### WHAT TO PRODUCE
Copy the stretch of the records from the line containing "[point] every instance of the gold" through the end of the records, reproducing every line without any change.

### Stored records

-- Start --

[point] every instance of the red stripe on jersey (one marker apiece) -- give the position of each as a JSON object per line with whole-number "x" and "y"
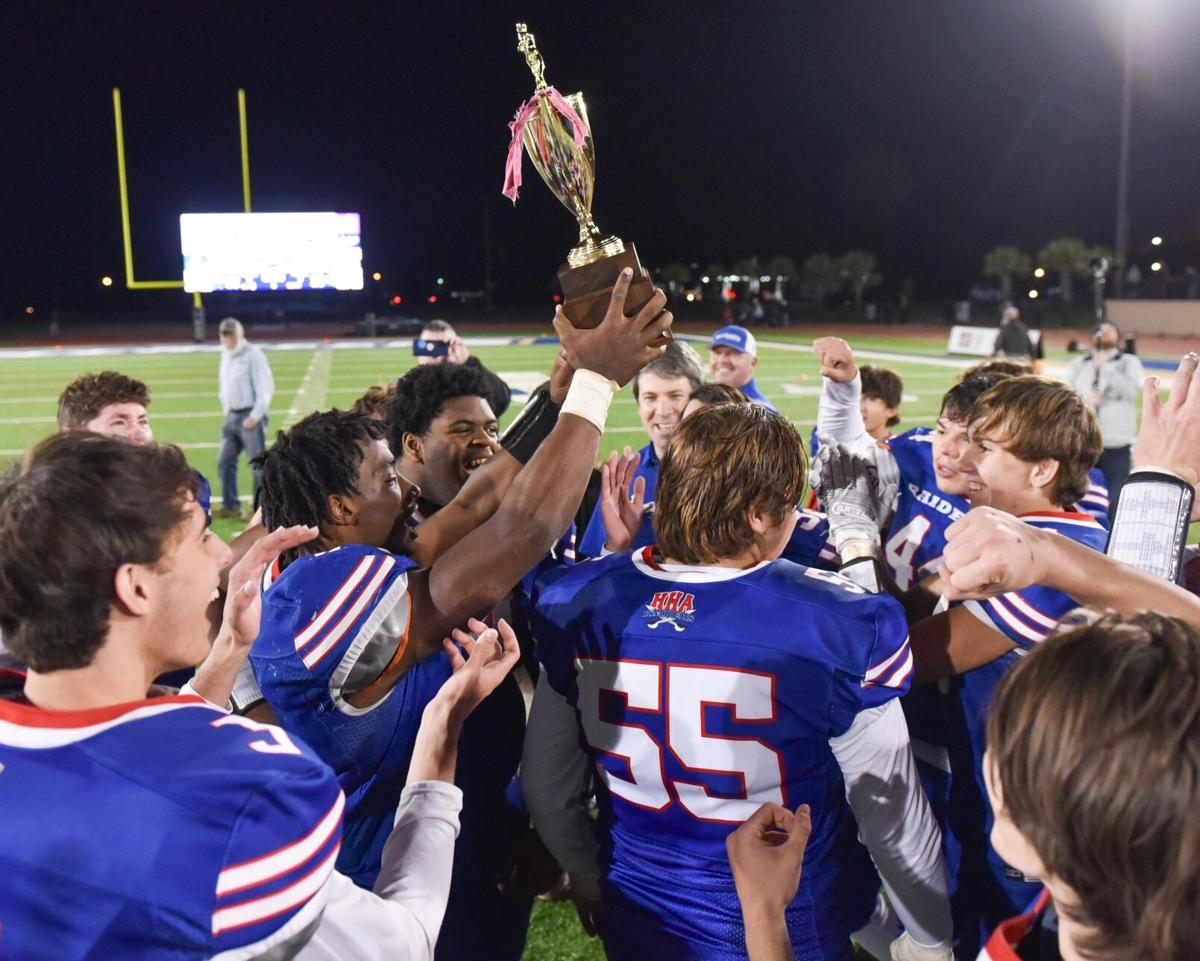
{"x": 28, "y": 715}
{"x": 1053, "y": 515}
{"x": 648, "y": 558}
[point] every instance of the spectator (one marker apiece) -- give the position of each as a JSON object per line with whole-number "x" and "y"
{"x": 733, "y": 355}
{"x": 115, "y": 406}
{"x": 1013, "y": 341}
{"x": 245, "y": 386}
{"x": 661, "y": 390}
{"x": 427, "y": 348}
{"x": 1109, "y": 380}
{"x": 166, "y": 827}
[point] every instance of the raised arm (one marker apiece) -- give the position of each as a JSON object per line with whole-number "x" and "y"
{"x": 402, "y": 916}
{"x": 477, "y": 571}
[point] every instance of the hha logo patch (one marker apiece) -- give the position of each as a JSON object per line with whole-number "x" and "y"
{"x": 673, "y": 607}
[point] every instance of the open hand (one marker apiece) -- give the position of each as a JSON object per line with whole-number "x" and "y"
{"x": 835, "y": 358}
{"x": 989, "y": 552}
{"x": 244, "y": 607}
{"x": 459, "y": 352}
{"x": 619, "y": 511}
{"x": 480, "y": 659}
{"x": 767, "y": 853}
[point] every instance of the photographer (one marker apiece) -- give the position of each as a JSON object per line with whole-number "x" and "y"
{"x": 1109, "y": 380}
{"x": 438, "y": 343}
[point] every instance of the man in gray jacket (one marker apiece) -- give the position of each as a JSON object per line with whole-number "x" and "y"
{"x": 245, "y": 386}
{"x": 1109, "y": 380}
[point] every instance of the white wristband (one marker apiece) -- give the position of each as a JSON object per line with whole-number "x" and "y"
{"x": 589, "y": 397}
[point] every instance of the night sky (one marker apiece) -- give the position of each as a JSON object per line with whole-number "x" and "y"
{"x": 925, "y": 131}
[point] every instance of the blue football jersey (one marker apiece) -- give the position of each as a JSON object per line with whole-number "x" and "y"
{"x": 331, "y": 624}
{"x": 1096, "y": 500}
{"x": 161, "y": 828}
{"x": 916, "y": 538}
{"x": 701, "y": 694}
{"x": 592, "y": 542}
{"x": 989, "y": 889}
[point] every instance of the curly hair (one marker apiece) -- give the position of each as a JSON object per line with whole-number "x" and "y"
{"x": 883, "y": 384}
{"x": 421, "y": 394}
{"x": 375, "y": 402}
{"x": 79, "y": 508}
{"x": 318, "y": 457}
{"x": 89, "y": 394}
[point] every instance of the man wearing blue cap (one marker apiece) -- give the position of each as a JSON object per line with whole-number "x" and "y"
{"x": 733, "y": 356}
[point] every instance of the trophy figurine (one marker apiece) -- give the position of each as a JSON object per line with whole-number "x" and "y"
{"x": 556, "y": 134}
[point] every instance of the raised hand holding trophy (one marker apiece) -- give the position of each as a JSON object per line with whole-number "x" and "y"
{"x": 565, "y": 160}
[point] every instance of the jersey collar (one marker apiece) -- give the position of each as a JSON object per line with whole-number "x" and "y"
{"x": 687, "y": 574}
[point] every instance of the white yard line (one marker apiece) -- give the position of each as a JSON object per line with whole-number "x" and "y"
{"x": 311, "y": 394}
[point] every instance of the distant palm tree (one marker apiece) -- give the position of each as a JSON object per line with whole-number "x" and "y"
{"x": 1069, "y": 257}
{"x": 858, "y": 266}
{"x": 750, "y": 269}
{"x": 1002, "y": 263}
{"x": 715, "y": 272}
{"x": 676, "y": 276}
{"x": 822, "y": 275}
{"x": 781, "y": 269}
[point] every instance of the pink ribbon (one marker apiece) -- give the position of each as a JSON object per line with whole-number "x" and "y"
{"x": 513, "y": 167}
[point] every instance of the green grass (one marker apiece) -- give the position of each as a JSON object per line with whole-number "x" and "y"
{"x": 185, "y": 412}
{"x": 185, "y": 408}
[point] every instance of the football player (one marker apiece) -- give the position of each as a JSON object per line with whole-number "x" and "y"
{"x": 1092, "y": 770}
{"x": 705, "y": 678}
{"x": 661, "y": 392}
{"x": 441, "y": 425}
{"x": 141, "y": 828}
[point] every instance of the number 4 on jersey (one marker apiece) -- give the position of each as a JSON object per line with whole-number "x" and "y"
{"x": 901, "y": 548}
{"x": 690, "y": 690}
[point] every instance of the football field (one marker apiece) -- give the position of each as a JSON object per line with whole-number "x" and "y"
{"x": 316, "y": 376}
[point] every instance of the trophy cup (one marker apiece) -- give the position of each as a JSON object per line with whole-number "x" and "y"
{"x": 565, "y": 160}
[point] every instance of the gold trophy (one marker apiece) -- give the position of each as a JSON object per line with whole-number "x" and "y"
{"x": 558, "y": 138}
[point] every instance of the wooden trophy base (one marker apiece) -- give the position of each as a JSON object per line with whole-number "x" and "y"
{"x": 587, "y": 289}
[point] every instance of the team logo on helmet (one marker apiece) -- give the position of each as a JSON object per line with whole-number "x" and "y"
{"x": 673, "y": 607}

-- End --

### ANSWER TO THE TASK
[point] every instance of the gold trophy (one marker apiece) -- give the position of each as a JSON object per line with whole-number "x" and "y"
{"x": 558, "y": 138}
[point] every instance of the wooden trophy base (one marker apiece) -- give the position of each as a JSON object per line with whole-number "x" and "y"
{"x": 587, "y": 289}
[point] every instance of the team logo on helmet (one marker apiece) -- give the position of each as a JSON object per line with whole-number "x" and "y"
{"x": 673, "y": 607}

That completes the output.